:: WHAT THE TASK REQUIRES ::
The lines you return must be all those in the data that hold the string "pruned".

:: RECORDS FOR THIS EXERCISE ::
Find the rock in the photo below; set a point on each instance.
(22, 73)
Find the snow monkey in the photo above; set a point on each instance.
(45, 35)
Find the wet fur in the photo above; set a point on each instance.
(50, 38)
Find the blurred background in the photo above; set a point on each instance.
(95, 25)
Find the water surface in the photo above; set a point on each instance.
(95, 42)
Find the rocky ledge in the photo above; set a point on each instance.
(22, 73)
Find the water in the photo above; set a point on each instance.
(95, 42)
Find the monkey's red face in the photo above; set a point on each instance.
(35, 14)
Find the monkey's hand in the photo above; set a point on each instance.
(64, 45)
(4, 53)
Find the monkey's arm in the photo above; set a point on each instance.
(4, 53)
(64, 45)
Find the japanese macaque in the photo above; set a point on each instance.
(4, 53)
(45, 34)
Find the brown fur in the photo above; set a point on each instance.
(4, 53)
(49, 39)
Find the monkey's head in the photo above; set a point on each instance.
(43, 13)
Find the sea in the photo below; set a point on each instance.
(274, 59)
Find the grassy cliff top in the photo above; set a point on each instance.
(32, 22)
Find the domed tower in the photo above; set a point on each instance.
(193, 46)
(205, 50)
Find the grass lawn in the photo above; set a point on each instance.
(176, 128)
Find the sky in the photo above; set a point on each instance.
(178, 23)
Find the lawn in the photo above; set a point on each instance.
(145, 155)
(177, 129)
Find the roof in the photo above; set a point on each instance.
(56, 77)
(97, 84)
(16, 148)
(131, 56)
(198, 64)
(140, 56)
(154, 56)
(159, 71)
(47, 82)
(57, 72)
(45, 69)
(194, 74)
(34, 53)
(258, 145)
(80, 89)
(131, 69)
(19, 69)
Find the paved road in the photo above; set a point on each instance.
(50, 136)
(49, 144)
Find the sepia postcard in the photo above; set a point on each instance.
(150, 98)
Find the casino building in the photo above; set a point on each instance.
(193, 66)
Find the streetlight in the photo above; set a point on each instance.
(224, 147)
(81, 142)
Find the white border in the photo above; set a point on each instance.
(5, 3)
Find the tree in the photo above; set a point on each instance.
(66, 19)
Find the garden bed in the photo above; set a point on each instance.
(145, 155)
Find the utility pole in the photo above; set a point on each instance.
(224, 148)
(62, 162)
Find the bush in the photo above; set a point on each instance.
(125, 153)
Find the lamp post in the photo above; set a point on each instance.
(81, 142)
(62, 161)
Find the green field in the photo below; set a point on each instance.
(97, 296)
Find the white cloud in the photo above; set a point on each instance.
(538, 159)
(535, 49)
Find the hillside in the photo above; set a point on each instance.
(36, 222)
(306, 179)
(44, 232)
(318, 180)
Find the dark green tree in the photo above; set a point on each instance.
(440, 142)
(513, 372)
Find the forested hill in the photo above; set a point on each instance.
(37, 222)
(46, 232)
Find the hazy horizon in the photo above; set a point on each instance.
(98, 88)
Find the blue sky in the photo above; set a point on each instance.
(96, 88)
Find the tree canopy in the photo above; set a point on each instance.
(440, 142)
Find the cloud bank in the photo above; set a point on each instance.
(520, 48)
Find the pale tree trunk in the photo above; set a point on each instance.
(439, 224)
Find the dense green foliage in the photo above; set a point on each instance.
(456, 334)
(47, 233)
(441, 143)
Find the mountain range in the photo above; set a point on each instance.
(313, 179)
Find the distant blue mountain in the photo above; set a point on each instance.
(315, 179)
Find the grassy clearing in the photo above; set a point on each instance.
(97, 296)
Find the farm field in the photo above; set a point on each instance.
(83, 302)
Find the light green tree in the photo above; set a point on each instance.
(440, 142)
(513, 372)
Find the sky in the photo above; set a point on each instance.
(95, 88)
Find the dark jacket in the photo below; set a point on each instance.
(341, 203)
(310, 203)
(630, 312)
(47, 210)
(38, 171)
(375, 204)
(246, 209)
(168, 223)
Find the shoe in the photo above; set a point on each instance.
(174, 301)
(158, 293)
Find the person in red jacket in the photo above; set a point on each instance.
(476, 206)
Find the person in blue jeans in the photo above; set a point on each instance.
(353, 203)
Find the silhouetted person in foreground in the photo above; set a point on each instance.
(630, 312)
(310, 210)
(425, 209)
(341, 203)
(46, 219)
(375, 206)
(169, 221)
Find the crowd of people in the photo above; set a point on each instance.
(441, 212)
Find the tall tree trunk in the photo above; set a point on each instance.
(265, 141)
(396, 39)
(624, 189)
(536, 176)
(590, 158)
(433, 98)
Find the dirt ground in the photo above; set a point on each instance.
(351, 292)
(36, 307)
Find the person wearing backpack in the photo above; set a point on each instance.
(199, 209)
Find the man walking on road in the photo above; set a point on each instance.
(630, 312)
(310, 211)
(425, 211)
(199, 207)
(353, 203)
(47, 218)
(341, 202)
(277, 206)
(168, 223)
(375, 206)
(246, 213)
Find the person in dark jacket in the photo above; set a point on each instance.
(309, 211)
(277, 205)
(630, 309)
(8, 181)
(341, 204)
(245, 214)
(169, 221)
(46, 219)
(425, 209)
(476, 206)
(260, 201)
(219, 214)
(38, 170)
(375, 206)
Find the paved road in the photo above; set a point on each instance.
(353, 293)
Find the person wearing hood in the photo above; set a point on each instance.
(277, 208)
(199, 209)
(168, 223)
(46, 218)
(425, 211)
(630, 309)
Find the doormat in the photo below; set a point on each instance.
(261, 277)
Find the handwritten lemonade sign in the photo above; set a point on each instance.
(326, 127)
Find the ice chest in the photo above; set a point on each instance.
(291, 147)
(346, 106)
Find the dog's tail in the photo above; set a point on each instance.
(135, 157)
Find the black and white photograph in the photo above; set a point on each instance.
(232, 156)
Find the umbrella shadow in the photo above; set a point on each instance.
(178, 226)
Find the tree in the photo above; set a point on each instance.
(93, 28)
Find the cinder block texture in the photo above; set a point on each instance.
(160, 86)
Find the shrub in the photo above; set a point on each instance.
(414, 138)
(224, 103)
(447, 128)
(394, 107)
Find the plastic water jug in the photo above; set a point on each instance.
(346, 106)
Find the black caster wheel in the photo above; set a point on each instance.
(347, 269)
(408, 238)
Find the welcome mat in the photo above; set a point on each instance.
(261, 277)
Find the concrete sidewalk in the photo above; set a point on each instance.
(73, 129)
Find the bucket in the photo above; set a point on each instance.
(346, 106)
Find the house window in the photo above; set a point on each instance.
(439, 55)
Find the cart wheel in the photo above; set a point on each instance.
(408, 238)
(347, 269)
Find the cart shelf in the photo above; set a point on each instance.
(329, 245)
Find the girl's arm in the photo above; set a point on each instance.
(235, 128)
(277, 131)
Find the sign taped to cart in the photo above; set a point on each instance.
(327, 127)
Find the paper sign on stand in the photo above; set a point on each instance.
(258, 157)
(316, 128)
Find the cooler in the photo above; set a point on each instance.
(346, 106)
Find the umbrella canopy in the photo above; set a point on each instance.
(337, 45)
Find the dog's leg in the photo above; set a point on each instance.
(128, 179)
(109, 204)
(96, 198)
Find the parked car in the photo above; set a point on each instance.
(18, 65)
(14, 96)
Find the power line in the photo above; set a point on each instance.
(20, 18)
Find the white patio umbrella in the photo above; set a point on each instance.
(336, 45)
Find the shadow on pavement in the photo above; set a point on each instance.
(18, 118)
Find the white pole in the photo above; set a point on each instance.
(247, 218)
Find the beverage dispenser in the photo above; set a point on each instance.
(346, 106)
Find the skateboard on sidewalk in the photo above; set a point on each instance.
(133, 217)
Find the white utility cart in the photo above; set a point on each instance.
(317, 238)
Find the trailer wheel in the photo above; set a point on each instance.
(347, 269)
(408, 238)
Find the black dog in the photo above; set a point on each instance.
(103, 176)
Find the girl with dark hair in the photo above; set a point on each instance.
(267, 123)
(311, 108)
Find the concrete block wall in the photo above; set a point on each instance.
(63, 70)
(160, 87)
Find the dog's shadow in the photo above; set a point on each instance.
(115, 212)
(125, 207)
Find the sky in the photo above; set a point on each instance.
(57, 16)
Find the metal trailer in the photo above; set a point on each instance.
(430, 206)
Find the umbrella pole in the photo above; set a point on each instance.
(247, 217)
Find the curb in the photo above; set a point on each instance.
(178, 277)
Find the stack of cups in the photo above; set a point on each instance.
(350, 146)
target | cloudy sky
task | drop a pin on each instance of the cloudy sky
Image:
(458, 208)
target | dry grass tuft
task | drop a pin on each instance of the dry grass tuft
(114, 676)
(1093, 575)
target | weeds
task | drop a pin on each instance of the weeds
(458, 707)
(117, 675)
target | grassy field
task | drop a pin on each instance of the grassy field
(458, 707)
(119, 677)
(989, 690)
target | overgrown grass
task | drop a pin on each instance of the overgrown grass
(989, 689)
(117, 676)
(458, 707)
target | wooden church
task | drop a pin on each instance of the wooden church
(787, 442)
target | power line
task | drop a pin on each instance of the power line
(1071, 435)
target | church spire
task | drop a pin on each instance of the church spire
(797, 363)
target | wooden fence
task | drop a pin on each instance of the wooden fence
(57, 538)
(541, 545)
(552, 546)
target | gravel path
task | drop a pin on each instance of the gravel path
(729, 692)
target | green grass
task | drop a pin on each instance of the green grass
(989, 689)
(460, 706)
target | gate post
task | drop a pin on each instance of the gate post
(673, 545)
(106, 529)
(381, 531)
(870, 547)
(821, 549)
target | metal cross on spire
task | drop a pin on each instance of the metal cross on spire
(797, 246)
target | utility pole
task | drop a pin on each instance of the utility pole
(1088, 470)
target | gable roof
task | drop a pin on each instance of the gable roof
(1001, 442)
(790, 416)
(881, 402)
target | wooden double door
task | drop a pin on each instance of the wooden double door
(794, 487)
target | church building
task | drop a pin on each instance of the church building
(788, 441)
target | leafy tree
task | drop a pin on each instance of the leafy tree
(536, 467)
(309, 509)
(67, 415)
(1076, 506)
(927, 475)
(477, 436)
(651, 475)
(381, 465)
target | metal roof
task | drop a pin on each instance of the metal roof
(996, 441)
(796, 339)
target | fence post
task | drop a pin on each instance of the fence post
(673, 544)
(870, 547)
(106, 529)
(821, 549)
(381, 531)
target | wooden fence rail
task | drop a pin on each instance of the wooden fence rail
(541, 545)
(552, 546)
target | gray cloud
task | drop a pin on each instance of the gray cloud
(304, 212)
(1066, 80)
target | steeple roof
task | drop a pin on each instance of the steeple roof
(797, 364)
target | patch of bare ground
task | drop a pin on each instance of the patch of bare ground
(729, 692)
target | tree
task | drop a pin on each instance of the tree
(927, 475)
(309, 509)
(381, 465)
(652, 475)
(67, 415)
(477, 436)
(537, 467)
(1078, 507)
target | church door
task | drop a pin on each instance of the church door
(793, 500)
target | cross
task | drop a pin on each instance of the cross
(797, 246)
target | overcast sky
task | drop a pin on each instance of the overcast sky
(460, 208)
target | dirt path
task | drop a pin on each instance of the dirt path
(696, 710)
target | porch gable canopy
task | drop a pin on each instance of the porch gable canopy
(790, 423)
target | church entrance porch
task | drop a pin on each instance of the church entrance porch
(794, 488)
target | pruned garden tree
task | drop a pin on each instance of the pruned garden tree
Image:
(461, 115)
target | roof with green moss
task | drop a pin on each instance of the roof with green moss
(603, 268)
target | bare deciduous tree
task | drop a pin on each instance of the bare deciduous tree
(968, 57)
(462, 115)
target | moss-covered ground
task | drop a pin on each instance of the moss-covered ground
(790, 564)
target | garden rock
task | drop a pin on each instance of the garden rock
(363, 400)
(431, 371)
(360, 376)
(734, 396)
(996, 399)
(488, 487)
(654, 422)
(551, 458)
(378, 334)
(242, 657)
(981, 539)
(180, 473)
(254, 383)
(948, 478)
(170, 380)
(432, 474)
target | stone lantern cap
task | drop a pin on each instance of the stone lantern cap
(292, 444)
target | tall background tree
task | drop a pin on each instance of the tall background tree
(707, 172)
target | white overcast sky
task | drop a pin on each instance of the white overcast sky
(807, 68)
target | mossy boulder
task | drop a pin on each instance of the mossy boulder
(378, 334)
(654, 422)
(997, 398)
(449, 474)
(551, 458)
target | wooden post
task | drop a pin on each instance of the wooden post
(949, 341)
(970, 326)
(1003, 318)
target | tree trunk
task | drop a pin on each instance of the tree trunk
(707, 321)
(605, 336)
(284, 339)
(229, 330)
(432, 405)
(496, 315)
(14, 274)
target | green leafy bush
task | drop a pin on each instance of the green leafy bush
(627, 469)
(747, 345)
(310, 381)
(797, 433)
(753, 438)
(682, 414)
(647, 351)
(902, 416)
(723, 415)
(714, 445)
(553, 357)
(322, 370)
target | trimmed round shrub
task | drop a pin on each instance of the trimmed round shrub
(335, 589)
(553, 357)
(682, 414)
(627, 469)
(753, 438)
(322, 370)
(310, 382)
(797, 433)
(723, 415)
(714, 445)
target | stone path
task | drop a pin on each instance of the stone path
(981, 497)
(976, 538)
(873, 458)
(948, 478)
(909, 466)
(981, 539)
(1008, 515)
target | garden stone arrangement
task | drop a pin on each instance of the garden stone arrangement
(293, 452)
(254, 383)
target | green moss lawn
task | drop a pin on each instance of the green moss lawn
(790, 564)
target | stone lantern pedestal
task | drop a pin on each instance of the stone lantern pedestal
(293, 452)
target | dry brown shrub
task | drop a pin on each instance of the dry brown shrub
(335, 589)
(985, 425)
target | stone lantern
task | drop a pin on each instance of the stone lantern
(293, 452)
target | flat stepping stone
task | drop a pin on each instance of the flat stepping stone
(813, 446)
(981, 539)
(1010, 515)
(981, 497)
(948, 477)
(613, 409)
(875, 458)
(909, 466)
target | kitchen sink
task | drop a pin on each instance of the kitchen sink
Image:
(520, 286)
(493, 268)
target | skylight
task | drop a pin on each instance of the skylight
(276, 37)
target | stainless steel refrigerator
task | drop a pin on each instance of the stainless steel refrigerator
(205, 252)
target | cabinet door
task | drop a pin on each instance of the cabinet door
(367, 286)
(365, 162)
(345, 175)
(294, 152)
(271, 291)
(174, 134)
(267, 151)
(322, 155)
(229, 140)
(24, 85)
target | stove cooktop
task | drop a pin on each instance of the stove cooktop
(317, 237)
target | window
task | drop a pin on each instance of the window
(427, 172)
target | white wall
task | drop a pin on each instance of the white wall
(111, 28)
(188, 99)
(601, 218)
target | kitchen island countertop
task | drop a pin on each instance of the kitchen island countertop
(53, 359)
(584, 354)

:: RESPONSE ::
target | pruned garden tree
task | drop a pin on each instance of the pruned garden tree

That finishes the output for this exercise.